- **BRIEF**
Output the lines below as a numbered list with blank lines omitted, and leave the pictures out.

>> Begin DATA FOR PROCESSING

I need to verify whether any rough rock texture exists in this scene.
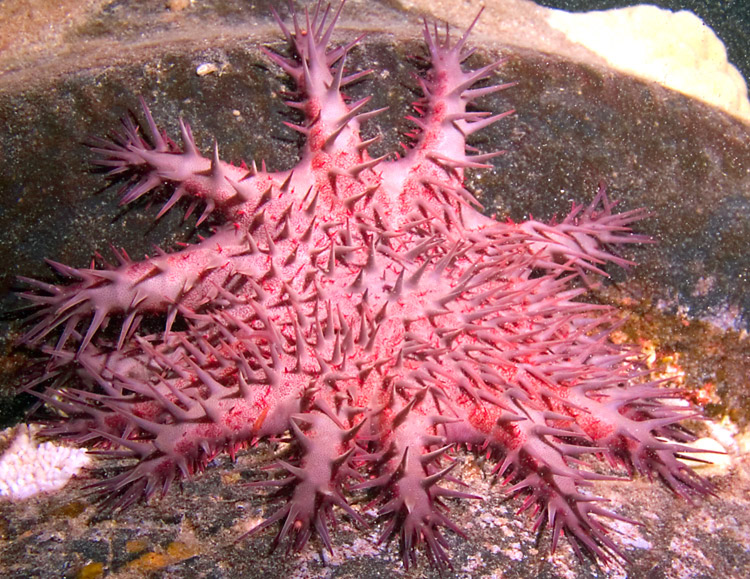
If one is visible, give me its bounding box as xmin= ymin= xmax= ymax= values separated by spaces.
xmin=0 ymin=3 xmax=747 ymax=576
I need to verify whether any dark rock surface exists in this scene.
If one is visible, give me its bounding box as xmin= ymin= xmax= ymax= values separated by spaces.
xmin=0 ymin=0 xmax=750 ymax=578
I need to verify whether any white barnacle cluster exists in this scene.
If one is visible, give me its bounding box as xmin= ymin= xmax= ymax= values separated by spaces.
xmin=0 ymin=427 xmax=90 ymax=501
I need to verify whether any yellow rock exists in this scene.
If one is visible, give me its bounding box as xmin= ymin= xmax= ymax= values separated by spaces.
xmin=547 ymin=4 xmax=750 ymax=120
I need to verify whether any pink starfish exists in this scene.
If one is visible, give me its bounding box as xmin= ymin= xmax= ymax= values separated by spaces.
xmin=17 ymin=2 xmax=708 ymax=566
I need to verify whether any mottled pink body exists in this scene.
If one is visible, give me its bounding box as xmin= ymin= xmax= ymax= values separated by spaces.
xmin=19 ymin=4 xmax=706 ymax=565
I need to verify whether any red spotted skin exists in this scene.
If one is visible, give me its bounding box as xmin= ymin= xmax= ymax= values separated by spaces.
xmin=17 ymin=4 xmax=708 ymax=566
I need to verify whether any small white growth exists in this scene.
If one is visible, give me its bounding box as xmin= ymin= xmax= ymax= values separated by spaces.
xmin=0 ymin=427 xmax=91 ymax=501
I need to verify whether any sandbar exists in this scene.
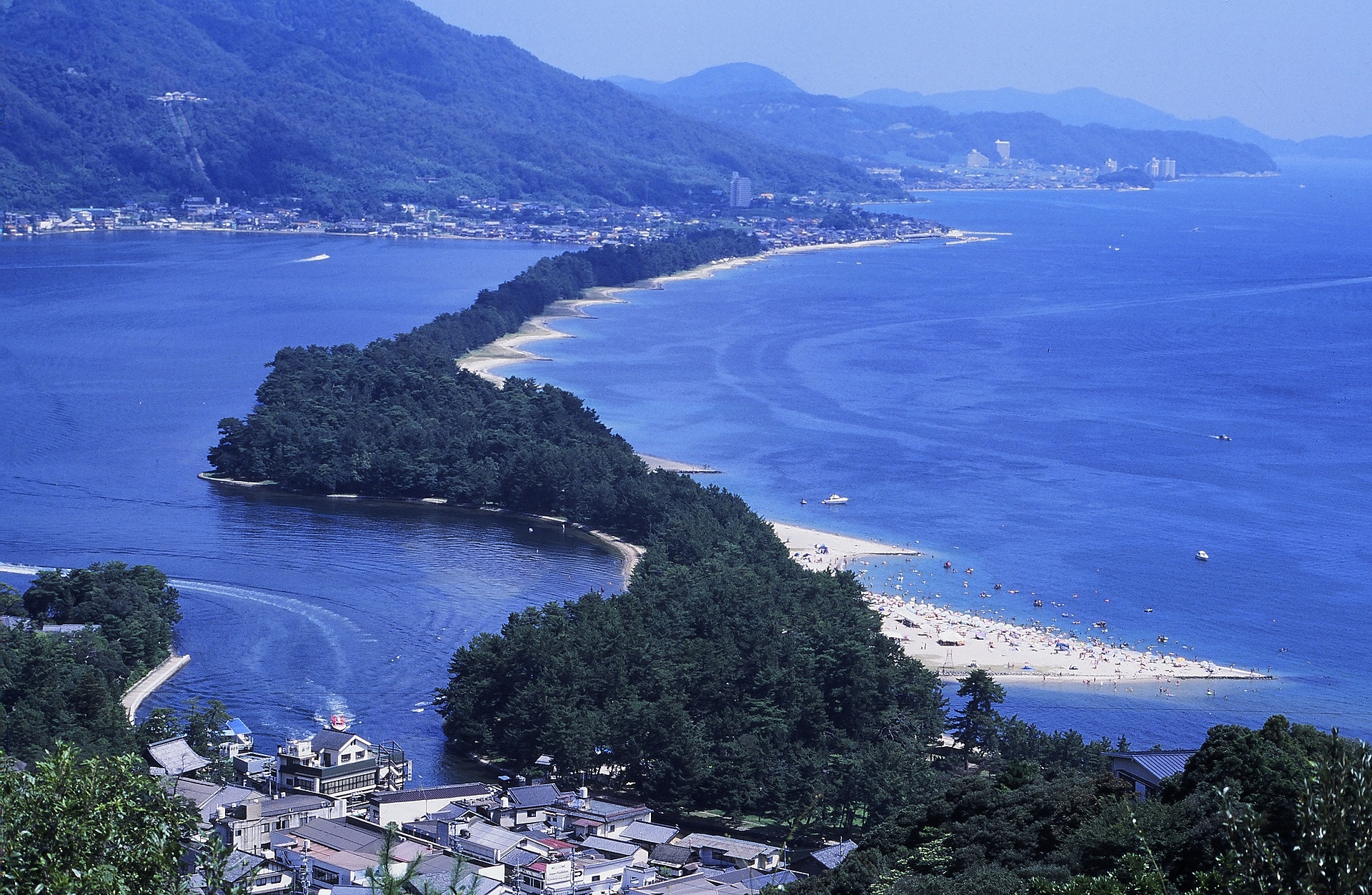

>> End DATA FOR PROCESSING

- **WRITTEN REPLY**
1. I need to verify whether any rough rock texture exists in this scene.
2. If one is visible, give me its bounding box as xmin= ymin= xmax= ymax= values separated by spaces.
3. xmin=0 ymin=3 xmax=747 ymax=576
4. I need to verify whether any dark rock surface exists in this scene.
5. If one is visible, give me its bounding box as xmin= ymin= xmax= ymax= values separated by spaces.
6. xmin=0 ymin=0 xmax=750 ymax=578
7. I need to verify whether any white barnacle cluster exists in this scene.
8. If one is visible, give me its bounding box as xmin= ymin= xmax= ymax= values separated by spaces.
9. xmin=0 ymin=427 xmax=90 ymax=501
10. I need to verify whether any yellow rock exists in this scene.
11. If one is visible, give me its bounding box as xmin= ymin= xmax= ymax= values separated by spaces.
12. xmin=547 ymin=4 xmax=750 ymax=120
13. I need to verify whether any pink starfish exists in this scene.
14. If one is visible, give me its bounding box as xmin= ymin= xmax= ymax= values separated by spaces.
15. xmin=17 ymin=2 xmax=708 ymax=566
16. I need to verify whether any mottled pink body exists in this scene.
17. If one is visible, give me its bounding box as xmin= ymin= xmax= ymax= values separated by spaces.
18. xmin=19 ymin=4 xmax=706 ymax=565
19. I need to verify whether any red spotted skin exists in this scene.
20. If one is visible, give me its bounding box as xmin= ymin= xmax= ymax= values separated by spaces.
21. xmin=17 ymin=4 xmax=708 ymax=566
22. I need to verify whether any small white growth exists in this scene.
23. If one is visible, give me its bounding box as xmin= ymin= xmax= ymax= values separated by spaces.
24. xmin=0 ymin=427 xmax=91 ymax=501
25. I need to verify whether any sandbar exists in this scene.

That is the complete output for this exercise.